## Instructions to follow
Would you output the entries below only from the line containing "Target: residential building" through the line containing "The service MUST return one point per instance of the blue", exactly as they stand and with both ends included?

-------

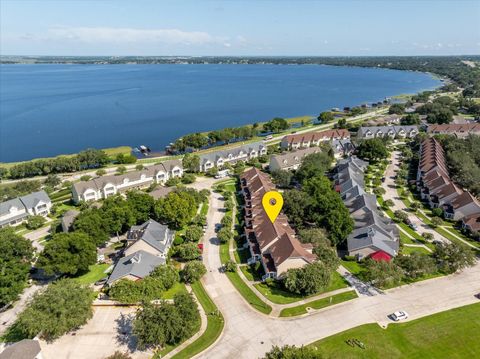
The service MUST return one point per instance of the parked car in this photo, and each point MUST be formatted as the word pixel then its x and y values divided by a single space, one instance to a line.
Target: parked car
pixel 400 315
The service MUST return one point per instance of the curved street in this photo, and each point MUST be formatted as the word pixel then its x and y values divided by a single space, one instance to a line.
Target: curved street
pixel 250 334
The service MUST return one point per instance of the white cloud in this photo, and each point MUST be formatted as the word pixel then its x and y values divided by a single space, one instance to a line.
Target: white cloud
pixel 131 35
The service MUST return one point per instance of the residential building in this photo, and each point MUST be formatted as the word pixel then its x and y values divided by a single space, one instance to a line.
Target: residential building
pixel 387 131
pixel 231 155
pixel 472 223
pixel 291 160
pixel 103 187
pixel 373 235
pixel 151 237
pixel 460 130
pixel 68 218
pixel 147 249
pixel 436 186
pixel 17 210
pixel 342 148
pixel 24 349
pixel 308 139
pixel 135 266
pixel 272 244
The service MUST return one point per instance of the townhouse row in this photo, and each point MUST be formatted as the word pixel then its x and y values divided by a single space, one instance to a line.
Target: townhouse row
pixel 106 186
pixel 373 235
pixel 365 133
pixel 231 155
pixel 459 130
pixel 274 245
pixel 438 189
pixel 16 211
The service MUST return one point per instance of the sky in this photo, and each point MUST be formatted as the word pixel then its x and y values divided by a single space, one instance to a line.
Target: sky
pixel 239 28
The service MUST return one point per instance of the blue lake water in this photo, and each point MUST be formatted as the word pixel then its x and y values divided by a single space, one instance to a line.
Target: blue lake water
pixel 46 110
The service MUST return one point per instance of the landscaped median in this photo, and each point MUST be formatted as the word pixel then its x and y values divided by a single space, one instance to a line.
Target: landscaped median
pixel 215 324
pixel 443 335
pixel 318 304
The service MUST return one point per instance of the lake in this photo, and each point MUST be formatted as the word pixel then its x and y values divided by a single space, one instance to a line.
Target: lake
pixel 46 110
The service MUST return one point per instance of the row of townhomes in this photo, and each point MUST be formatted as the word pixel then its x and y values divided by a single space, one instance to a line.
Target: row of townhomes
pixel 103 187
pixel 374 235
pixel 387 131
pixel 308 139
pixel 291 160
pixel 440 191
pixel 273 244
pixel 17 210
pixel 458 130
pixel 231 155
pixel 148 246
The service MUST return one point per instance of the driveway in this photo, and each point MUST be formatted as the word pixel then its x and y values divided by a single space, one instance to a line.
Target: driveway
pixel 8 317
pixel 250 334
pixel 391 193
pixel 36 236
pixel 98 339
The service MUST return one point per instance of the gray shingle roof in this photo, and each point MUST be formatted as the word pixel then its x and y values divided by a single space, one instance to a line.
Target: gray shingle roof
pixel 32 199
pixel 371 236
pixel 289 159
pixel 99 183
pixel 138 264
pixel 214 156
pixel 68 218
pixel 155 234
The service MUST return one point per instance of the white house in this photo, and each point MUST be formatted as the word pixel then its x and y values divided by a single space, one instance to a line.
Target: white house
pixel 103 187
pixel 231 155
pixel 387 131
pixel 17 210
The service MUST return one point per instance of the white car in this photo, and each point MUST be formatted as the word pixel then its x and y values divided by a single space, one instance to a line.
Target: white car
pixel 400 315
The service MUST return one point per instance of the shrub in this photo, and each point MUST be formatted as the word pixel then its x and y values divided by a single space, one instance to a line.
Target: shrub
pixel 35 222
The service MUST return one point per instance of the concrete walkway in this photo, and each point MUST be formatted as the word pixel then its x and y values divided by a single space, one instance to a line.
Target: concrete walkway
pixel 391 193
pixel 197 335
pixel 250 334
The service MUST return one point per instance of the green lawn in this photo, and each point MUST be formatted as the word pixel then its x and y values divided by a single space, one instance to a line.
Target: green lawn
pixel 242 255
pixel 450 334
pixel 248 294
pixel 318 304
pixel 95 273
pixel 409 250
pixel 352 266
pixel 215 325
pixel 278 295
pixel 177 288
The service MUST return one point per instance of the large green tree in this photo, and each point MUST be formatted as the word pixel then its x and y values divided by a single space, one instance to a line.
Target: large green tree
pixel 372 150
pixel 16 254
pixel 176 209
pixel 68 254
pixel 166 323
pixel 64 306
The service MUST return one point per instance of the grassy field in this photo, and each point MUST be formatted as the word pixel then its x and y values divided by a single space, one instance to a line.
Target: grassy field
pixel 318 304
pixel 248 294
pixel 450 334
pixel 177 288
pixel 109 151
pixel 215 325
pixel 96 272
pixel 278 295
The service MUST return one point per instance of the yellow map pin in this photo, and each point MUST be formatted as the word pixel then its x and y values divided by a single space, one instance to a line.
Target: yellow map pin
pixel 272 202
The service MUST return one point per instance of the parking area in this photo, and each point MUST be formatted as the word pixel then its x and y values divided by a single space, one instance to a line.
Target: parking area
pixel 106 332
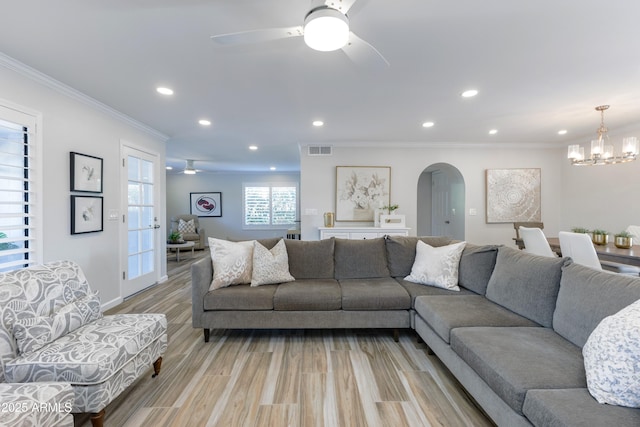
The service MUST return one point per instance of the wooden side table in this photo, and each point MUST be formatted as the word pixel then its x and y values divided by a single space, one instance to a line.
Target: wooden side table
pixel 178 246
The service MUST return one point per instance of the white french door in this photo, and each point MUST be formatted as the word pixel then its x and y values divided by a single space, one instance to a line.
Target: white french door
pixel 140 174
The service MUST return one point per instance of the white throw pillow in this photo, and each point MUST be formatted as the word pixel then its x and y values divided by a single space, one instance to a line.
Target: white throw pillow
pixel 186 227
pixel 270 266
pixel 612 358
pixel 232 262
pixel 437 266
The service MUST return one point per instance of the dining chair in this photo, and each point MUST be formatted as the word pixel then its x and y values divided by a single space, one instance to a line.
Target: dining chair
pixel 580 248
pixel 535 242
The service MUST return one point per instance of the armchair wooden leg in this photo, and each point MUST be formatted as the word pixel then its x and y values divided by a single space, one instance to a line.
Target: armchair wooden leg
pixel 97 419
pixel 156 367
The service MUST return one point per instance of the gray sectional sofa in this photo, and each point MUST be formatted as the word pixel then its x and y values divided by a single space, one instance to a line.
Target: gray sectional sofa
pixel 513 334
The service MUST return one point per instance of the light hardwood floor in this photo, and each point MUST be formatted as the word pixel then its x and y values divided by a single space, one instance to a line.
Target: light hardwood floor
pixel 284 377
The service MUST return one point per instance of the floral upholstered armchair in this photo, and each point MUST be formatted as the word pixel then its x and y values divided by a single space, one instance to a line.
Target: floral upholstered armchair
pixel 52 330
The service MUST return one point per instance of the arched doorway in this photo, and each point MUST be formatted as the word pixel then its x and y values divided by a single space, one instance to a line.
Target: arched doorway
pixel 441 207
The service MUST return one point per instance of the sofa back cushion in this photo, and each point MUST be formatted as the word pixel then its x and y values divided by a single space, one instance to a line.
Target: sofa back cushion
pixel 35 292
pixel 360 259
pixel 476 266
pixel 526 284
pixel 587 296
pixel 401 251
pixel 311 259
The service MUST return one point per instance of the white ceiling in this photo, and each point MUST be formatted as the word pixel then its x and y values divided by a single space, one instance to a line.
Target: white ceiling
pixel 539 65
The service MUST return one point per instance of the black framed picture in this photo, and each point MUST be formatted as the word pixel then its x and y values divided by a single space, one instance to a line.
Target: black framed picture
pixel 86 214
pixel 206 204
pixel 86 173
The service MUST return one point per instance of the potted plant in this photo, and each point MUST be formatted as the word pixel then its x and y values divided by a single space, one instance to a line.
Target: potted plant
pixel 623 240
pixel 600 237
pixel 174 237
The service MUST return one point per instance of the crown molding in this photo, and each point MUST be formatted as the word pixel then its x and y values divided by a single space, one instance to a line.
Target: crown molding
pixel 45 80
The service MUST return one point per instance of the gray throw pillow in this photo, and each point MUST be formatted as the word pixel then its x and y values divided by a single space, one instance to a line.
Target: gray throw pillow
pixel 526 284
pixel 476 265
pixel 360 259
pixel 401 251
pixel 312 259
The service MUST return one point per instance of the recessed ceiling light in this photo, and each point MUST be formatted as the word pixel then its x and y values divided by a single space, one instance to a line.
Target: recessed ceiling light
pixel 165 91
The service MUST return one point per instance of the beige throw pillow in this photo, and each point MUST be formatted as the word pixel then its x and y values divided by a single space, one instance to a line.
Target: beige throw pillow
pixel 232 262
pixel 270 266
pixel 437 266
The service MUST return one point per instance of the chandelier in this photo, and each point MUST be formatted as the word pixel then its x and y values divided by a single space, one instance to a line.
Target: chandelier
pixel 601 151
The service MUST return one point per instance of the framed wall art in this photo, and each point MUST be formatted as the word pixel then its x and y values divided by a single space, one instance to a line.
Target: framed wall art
pixel 206 204
pixel 360 190
pixel 513 195
pixel 86 173
pixel 86 214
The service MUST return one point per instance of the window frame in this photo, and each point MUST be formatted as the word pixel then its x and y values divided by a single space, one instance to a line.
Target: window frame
pixel 34 236
pixel 270 186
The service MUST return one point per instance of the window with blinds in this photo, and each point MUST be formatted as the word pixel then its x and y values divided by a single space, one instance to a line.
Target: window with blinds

-------

## Response
Target: residential building
pixel 387 131
pixel 231 155
pixel 472 223
pixel 291 160
pixel 103 187
pixel 373 235
pixel 151 237
pixel 460 130
pixel 68 218
pixel 147 249
pixel 436 186
pixel 17 210
pixel 342 148
pixel 24 349
pixel 308 139
pixel 135 266
pixel 272 244
The service MUST return one point per instance of the townhouse row in this photo, and each point MUST be formatted as the word pixel then its x and y values divided by a single space, one instance to a line.
Target: townhouse row
pixel 106 186
pixel 373 235
pixel 365 133
pixel 231 155
pixel 459 130
pixel 274 245
pixel 438 189
pixel 16 211
The service MUST return one point per instance of the sky in this photo, and each point MUST be formatted as the word pixel then its x and y values divided by a single space, one instance to a line.
Target: sky
pixel 239 28
The service MUST return one point per instance of the blue lake water in this photo, and each point MUST be formatted as the word pixel then its x and y values divided by a single space, one instance to a line.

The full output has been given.